Input rows:
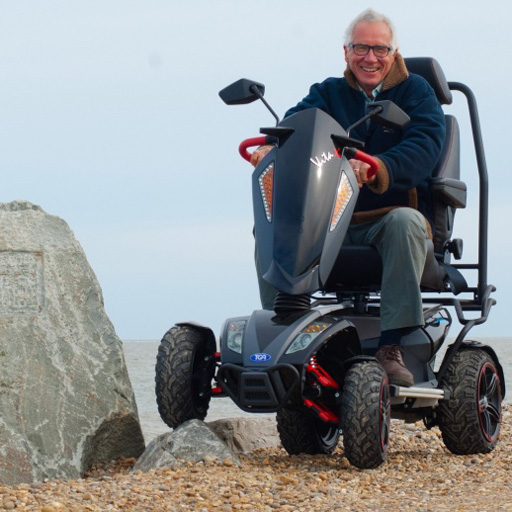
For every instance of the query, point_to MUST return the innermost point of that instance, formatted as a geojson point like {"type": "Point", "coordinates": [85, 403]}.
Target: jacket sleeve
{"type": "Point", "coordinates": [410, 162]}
==
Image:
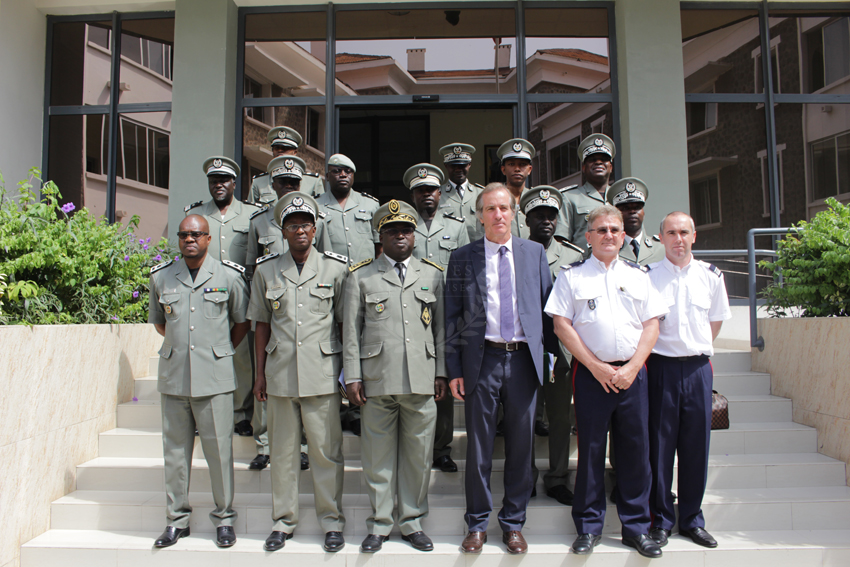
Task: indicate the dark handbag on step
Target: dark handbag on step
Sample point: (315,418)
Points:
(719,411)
...
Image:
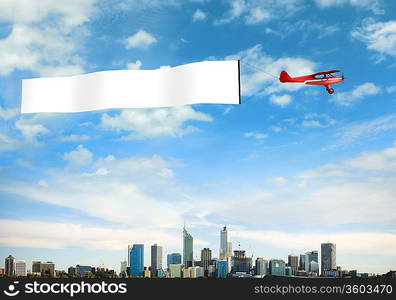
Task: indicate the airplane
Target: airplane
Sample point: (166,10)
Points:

Aim: Count the lines in the records above that contain the string "dark", with case taken into account. Give only the number.

Task answer: 2